Retrieve every line from the records in which the word "plaid" occurs.

======== Records for processing

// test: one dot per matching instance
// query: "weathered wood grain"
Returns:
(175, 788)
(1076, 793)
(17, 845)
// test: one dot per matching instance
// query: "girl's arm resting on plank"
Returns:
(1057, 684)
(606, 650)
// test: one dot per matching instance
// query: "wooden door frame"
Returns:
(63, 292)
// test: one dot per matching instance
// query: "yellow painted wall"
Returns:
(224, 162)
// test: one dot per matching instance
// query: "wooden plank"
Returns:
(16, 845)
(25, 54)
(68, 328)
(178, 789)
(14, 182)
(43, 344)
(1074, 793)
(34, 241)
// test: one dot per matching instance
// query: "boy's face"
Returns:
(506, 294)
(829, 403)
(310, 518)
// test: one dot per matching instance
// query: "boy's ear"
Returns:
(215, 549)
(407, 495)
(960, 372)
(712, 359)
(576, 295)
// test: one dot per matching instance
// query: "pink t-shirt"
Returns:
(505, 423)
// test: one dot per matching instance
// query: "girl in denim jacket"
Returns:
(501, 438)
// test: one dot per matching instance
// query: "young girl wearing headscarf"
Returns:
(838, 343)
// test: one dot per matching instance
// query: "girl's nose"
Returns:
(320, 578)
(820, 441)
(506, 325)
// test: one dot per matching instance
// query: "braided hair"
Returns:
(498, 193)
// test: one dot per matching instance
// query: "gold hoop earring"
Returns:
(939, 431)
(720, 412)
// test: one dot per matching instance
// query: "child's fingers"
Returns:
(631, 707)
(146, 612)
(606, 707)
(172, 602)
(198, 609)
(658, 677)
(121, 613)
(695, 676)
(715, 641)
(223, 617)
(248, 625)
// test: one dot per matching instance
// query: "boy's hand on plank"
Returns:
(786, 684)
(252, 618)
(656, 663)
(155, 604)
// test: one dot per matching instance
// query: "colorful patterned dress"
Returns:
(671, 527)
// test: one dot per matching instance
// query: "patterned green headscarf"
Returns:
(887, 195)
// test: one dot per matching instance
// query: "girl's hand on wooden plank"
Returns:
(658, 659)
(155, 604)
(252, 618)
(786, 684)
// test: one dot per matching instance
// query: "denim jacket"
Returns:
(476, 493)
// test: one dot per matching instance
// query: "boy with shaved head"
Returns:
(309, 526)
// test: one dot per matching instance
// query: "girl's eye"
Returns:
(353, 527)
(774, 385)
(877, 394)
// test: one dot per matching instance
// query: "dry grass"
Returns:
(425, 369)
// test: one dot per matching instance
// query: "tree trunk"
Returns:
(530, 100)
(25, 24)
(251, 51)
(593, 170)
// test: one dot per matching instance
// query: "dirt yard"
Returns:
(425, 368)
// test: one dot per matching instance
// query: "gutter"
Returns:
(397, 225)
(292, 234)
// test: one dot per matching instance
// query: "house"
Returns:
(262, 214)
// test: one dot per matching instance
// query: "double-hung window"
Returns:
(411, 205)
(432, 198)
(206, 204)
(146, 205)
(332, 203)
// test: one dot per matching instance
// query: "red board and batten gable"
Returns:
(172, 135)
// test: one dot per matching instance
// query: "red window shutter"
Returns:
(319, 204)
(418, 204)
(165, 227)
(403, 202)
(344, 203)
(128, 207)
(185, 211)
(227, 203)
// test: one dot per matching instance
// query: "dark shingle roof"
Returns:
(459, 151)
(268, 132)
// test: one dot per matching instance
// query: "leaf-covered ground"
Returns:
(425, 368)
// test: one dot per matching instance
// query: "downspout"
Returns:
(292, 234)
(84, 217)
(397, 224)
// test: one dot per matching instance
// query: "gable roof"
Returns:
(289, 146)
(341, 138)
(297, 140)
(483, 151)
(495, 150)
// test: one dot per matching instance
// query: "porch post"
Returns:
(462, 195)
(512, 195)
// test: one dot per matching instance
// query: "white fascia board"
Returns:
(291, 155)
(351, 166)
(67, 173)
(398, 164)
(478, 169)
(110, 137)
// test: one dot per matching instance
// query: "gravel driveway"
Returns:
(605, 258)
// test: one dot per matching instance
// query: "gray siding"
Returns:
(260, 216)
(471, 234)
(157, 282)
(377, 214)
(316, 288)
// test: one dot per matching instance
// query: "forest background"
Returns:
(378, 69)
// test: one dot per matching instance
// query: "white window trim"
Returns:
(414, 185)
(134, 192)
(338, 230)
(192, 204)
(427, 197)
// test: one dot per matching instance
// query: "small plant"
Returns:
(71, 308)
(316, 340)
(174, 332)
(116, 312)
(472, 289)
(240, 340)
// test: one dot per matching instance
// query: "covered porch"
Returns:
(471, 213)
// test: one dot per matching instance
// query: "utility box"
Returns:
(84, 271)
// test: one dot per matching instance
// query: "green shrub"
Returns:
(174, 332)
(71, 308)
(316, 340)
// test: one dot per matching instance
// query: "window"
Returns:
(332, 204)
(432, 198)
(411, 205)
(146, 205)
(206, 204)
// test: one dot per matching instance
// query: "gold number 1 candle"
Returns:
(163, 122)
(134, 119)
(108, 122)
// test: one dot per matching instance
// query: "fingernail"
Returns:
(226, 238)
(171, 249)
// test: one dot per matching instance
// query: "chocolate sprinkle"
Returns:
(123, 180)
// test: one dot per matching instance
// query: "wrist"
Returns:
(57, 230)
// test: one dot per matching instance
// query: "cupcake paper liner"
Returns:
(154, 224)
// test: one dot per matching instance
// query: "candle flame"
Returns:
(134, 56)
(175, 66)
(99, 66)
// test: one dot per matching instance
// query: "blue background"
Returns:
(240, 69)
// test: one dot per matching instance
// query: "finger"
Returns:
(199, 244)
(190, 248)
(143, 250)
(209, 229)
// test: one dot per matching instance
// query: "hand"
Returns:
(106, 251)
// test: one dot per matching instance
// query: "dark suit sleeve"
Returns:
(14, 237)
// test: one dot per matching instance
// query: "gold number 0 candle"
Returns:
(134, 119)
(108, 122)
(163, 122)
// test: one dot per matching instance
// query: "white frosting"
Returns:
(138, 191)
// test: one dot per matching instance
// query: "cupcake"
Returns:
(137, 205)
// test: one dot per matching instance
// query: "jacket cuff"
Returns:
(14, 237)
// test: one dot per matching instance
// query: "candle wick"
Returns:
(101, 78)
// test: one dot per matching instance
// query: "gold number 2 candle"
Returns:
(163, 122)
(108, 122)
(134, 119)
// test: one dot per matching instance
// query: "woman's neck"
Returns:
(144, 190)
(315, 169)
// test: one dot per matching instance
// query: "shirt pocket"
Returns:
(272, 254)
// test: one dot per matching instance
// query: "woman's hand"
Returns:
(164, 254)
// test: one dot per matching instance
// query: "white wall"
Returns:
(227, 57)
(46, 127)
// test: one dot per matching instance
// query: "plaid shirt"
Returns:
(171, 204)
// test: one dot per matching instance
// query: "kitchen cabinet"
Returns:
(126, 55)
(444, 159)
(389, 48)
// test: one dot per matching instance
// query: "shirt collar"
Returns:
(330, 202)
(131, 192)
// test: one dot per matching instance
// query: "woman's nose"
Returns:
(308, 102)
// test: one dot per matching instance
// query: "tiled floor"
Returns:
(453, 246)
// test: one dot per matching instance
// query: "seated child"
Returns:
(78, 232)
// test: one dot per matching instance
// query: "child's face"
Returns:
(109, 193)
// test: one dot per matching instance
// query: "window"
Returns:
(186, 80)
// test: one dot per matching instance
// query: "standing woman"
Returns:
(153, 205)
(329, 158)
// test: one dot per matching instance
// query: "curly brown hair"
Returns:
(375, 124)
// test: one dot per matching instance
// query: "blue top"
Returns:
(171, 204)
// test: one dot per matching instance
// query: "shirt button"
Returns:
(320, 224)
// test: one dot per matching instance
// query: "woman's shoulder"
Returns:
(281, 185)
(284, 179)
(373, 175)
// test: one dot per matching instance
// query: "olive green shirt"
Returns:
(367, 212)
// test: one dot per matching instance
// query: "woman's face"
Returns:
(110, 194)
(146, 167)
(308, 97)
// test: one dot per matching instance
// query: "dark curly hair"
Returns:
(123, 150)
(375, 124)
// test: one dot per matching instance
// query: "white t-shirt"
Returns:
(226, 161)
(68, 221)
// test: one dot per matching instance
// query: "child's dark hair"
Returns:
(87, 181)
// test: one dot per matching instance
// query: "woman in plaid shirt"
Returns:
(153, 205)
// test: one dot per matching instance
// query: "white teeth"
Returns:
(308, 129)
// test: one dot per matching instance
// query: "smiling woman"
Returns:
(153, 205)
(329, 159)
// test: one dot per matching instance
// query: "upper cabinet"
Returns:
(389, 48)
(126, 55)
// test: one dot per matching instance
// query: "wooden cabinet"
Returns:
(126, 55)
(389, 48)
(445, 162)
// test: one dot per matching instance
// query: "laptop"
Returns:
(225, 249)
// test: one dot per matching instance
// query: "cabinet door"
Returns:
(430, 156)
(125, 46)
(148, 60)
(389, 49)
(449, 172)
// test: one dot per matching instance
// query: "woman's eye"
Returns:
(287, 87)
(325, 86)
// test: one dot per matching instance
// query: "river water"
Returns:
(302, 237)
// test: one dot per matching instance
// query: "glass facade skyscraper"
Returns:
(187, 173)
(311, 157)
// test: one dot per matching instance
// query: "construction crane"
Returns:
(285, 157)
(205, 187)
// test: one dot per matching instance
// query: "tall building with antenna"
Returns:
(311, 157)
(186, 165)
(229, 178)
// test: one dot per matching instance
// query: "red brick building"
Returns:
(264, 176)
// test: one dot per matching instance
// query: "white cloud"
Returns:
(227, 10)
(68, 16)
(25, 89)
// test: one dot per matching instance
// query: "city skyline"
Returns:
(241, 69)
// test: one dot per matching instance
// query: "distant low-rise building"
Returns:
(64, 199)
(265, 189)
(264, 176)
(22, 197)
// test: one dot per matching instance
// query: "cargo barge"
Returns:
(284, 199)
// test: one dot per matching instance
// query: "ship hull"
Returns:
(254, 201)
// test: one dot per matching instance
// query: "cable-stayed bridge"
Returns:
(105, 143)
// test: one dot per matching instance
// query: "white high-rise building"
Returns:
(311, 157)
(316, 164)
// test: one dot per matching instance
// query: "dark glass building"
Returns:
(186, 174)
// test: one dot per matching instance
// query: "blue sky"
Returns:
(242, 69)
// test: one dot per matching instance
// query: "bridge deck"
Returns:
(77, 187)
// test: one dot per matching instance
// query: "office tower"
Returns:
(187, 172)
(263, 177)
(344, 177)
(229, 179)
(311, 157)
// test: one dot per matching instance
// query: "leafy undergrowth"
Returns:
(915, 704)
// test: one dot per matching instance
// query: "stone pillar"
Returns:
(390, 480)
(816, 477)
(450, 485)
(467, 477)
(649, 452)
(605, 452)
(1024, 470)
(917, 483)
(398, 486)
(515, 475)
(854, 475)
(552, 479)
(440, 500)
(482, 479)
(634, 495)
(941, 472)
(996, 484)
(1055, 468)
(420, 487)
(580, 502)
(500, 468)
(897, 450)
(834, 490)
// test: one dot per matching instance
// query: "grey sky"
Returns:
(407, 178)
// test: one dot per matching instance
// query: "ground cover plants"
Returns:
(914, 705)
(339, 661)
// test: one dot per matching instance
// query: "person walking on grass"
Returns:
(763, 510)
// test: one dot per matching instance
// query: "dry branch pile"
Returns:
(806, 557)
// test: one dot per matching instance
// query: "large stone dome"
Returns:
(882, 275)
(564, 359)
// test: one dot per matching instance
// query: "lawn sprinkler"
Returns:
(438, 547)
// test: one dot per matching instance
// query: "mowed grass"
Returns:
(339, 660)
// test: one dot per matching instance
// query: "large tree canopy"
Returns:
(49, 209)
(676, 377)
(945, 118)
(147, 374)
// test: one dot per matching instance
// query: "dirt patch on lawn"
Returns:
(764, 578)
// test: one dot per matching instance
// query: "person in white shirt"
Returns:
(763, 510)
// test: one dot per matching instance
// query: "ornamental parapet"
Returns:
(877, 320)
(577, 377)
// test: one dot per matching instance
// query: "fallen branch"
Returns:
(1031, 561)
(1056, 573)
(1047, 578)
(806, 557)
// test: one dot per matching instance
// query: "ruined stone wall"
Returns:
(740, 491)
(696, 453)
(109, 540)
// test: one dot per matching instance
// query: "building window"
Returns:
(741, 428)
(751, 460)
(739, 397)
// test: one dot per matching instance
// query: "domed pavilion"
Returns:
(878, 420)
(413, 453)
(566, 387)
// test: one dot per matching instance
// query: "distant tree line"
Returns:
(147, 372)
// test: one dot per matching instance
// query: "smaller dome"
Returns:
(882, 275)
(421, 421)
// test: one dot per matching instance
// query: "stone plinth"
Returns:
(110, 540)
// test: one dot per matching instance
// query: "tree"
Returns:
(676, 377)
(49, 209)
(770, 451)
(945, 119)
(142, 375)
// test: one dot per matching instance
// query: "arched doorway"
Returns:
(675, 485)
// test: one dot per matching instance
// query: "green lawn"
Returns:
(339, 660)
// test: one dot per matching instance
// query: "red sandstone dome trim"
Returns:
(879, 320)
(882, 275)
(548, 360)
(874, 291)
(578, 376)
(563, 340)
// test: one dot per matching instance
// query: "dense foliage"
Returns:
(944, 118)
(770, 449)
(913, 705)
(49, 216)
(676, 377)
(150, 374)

================

Solution for this exercise:
// query: "plaid shirt"
// query: "woman in plaid shirt"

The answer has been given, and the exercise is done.